Poïesis is etymologically derived from the ancient Greek term ποιέω, which means "to make". This word, the root of our modern "poetry", was first a verb, an action that transforms and continues the world. Neither technical production nor creation in the romantic sense, poïetic work reconciles thought with matter and time, and man with the world.
In the Symposium, Diotima describes how mortals strive for immortality in relation to poieses. In all begetting and bringing forth upon the beautiful there is a kind of making/creating or poiesis. In this genesis there is a movement beyond the temporal cycle of birth and decay. "Such a movement can occur in three kinds of poiesis: (1) Natural poiesis through sexual procreation, (2) poiesis in the city through the attainment of heroic fame and finally, and (3) poiesis in the soul through the cultivation of virtue and knowledge."
Martin Heidegger refers to it as a 'bringing-forth', using this term in its widest sense. He explained poiesis as the blooming of the blossom, the coming-out of a butterfly from a cocoon, the plummeting of a waterfall when the snow begins to melt. The last two analogies underline Heidegger's example of a threshold occasion: a moment of ecstasis when something moves away from its standing as one thing to become another.

> _WORK TO COMPLETE_
From the text on poiesis, list the kinds of poiesis that Diotima describes in the Symposium.

> _RECORDS SUPPLIED_
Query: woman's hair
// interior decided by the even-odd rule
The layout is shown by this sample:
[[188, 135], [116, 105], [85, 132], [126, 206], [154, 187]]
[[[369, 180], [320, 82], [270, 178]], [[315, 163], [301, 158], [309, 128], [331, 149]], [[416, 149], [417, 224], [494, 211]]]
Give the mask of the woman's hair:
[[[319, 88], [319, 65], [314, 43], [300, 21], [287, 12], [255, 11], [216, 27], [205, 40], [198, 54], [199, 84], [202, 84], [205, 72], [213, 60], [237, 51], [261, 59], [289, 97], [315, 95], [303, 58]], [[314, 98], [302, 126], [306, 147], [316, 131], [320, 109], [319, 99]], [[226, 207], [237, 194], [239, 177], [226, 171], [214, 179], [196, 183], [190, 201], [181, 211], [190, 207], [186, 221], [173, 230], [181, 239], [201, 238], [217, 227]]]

* * *

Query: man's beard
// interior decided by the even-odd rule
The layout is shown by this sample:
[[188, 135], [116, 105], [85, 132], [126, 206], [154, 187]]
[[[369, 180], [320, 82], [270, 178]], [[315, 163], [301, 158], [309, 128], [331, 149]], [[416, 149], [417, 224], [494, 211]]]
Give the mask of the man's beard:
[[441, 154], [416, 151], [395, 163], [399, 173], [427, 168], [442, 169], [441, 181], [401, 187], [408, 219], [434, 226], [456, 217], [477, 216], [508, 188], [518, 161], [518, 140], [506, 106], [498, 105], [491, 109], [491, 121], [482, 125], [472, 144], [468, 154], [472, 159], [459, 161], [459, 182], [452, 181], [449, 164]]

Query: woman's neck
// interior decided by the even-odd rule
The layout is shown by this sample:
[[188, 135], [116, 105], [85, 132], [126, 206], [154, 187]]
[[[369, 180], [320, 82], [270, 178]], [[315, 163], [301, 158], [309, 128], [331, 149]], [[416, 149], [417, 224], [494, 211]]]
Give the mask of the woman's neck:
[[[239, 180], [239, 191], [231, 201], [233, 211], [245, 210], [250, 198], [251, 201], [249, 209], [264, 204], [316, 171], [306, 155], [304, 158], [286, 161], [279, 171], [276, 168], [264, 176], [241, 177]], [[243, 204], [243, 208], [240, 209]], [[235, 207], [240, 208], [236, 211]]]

> _ANSWER SPACE_
1. Natural poiesis through sexual procreation
2. Poiesis in the city through the attainment of heroic fame
3. Poiesis in the soul through the cultivation of virtue and knowledge